- **What the exercise asks**: Rewrite every one of the items below, replacing "Mark a point" with "Place a dot" wherever it occurs and leaving everything else unchanged.
··· Records for processing
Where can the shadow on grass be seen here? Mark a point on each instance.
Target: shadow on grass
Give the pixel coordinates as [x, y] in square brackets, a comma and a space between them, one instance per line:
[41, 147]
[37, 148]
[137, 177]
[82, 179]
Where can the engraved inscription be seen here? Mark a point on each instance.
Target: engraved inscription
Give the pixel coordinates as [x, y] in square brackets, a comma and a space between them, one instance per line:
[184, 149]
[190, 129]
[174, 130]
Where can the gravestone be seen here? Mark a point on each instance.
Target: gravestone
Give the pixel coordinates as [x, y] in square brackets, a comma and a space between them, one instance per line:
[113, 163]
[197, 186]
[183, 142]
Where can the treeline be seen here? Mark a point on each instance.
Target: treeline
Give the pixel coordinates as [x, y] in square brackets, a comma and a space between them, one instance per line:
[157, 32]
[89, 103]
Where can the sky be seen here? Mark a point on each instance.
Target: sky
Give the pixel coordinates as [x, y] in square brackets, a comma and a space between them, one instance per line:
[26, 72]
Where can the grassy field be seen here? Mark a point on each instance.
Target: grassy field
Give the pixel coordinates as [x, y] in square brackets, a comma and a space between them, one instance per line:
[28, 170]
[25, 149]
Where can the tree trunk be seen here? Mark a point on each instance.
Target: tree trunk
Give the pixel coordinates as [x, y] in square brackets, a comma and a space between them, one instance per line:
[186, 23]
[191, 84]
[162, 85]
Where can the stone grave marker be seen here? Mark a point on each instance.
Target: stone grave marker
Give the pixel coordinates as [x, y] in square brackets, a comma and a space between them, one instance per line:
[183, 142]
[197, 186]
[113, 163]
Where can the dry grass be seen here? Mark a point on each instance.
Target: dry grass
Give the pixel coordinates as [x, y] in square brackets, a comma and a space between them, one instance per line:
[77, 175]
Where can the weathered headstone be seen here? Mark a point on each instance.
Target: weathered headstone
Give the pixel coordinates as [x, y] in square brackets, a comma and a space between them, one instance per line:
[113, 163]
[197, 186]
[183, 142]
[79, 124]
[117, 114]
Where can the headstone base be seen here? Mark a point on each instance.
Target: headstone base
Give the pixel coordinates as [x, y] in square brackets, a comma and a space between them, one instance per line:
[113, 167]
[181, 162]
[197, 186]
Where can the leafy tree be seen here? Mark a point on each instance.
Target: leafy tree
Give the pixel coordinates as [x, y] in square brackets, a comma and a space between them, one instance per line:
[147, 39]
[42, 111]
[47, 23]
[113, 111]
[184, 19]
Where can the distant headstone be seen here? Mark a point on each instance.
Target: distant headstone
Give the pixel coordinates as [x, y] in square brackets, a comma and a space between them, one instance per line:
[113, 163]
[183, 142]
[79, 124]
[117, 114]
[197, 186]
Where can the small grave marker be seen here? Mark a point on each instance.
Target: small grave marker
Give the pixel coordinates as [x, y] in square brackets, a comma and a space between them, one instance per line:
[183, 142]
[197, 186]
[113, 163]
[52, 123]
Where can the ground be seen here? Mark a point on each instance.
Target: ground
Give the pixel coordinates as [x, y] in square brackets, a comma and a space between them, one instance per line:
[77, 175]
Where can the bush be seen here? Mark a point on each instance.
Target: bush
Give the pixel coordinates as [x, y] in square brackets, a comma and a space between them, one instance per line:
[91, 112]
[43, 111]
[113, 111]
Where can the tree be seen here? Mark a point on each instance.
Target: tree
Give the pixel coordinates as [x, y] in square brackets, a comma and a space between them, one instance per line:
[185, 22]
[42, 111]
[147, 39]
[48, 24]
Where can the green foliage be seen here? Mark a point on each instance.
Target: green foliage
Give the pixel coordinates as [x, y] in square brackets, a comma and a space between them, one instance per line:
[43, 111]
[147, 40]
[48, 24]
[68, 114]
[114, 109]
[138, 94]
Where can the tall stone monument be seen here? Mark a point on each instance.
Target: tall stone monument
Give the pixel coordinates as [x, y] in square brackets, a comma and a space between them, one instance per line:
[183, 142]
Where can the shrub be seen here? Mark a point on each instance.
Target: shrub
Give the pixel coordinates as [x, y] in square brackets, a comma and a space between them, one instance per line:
······
- **Finished exercise**:
Where can the shadow on grass be seen here? Place a dot on each instance.
Target: shadow on grass
Give the pixel coordinates as [x, y] in square brackets, a comma and a space between them, one instance per line:
[41, 147]
[37, 148]
[137, 177]
[82, 179]
Where can the engraved inscription be seen here? Place a dot on each instance.
Target: engraved inscription
Give the pixel coordinates as [x, y] in square brackets, a comma and a space between them, one instance per line:
[184, 149]
[190, 129]
[174, 130]
Where can the gravestone be seen here? Place a dot on each instance.
Target: gravestone
Give the pixel coordinates as [x, y] in square brackets, a comma and a space between them, one instance per line:
[113, 163]
[197, 186]
[183, 142]
Where can the treeline be seen here? Place a dot on each instance.
Target: treeline
Give the pixel coordinates as [x, y] in square brackets, a comma and a space between them, one instance per line:
[157, 32]
[89, 103]
Where can the sky be seen here? Place a dot on each instance.
Target: sky
Give the pixel coordinates as [x, y] in square brackets, a comma and a space between them, one instance per line:
[26, 72]
Where can the grassy field be seen here? Place a dot on each instance.
Target: grassy field
Give the pixel coordinates as [x, y] in square brackets, a comma and a space between them, one instance per line:
[28, 170]
[25, 149]
Where can the tree trunk be seen here? Place a dot on each instance.
Target: tree trunk
Give the pixel coordinates as [x, y] in square brackets, a comma and a space between them, one instance per line:
[186, 23]
[191, 84]
[162, 85]
Where can the stone grave marker be seen here? Place a dot on each instance.
Target: stone grave marker
Give the pixel coordinates as [x, y] in square brackets, a comma and a space between them, one instance per line:
[183, 142]
[197, 186]
[113, 163]
Where can the dry grass be seen here? Place a dot on each instance.
Target: dry grass
Give the pixel coordinates as [x, y] in square brackets, a comma and a space between them, one instance per line:
[77, 175]
Where can the weathered headstone be seen here? Place a dot on each instance.
Target: weathered headstone
Give the pixel coordinates as [x, y] in square brackets, a comma and a space between them, one instance per line:
[113, 163]
[197, 186]
[183, 142]
[79, 124]
[117, 114]
Where can the headstone base be seen here? Place a dot on each instance.
Target: headstone base
Give the pixel coordinates as [x, y] in square brackets, a comma and a space between them, one instance per line:
[113, 167]
[181, 162]
[197, 186]
Where can the leafy tree be seen here? Place a dot on each instance.
Target: leafy tree
Give the pixel coordinates as [x, y] in square brackets, a comma and a space between them, one instance per line:
[147, 39]
[42, 111]
[47, 23]
[113, 111]
[184, 19]
Where can the distant headstone be seen here? Place a dot on each instance.
Target: distant headstone
Give the pixel coordinates as [x, y] in square brackets, a comma and a space between them, one instance per line:
[113, 163]
[183, 142]
[79, 124]
[117, 114]
[197, 186]
Where can the small grave marker be seen here? Place a dot on each instance.
Target: small grave marker
Give the pixel coordinates as [x, y] in square brackets, a comma and a space between them, one instance per line:
[183, 142]
[197, 186]
[113, 163]
[52, 123]
Where can the ground be seen here? Place a dot on each instance.
Target: ground
Give the pixel coordinates as [x, y] in square brackets, a comma and a space between them, one instance per line:
[77, 175]
Where can the bush be seen here? Place a dot on each instance.
Target: bush
Give the pixel coordinates as [x, y] in square brackets, a comma and a space between them, one instance per line:
[91, 112]
[43, 111]
[113, 111]
Where can the tree be seen here? Place a dot on each instance.
Target: tree
Give the pixel coordinates as [x, y] in square brackets, a comma and a space between them, one instance per line:
[185, 22]
[42, 111]
[147, 39]
[48, 24]
Where can the green foliage be seen here? Place a dot on each instance.
Target: green foliage
Give the pixel coordinates as [x, y] in square brackets, a comma and a space between them, one instance per line:
[43, 111]
[147, 40]
[48, 24]
[68, 114]
[114, 109]
[138, 94]
Where can the tall stone monument be seen here? Place a dot on each instance.
Target: tall stone monument
Give the pixel coordinates as [x, y] in square brackets, a comma and a space between them, one instance per line:
[183, 142]
Where can the shrub be seen here? Place a dot on each instance.
Target: shrub
Give the pixel coordinates as [x, y] in square brackets, a comma and a space between them, one instance per line:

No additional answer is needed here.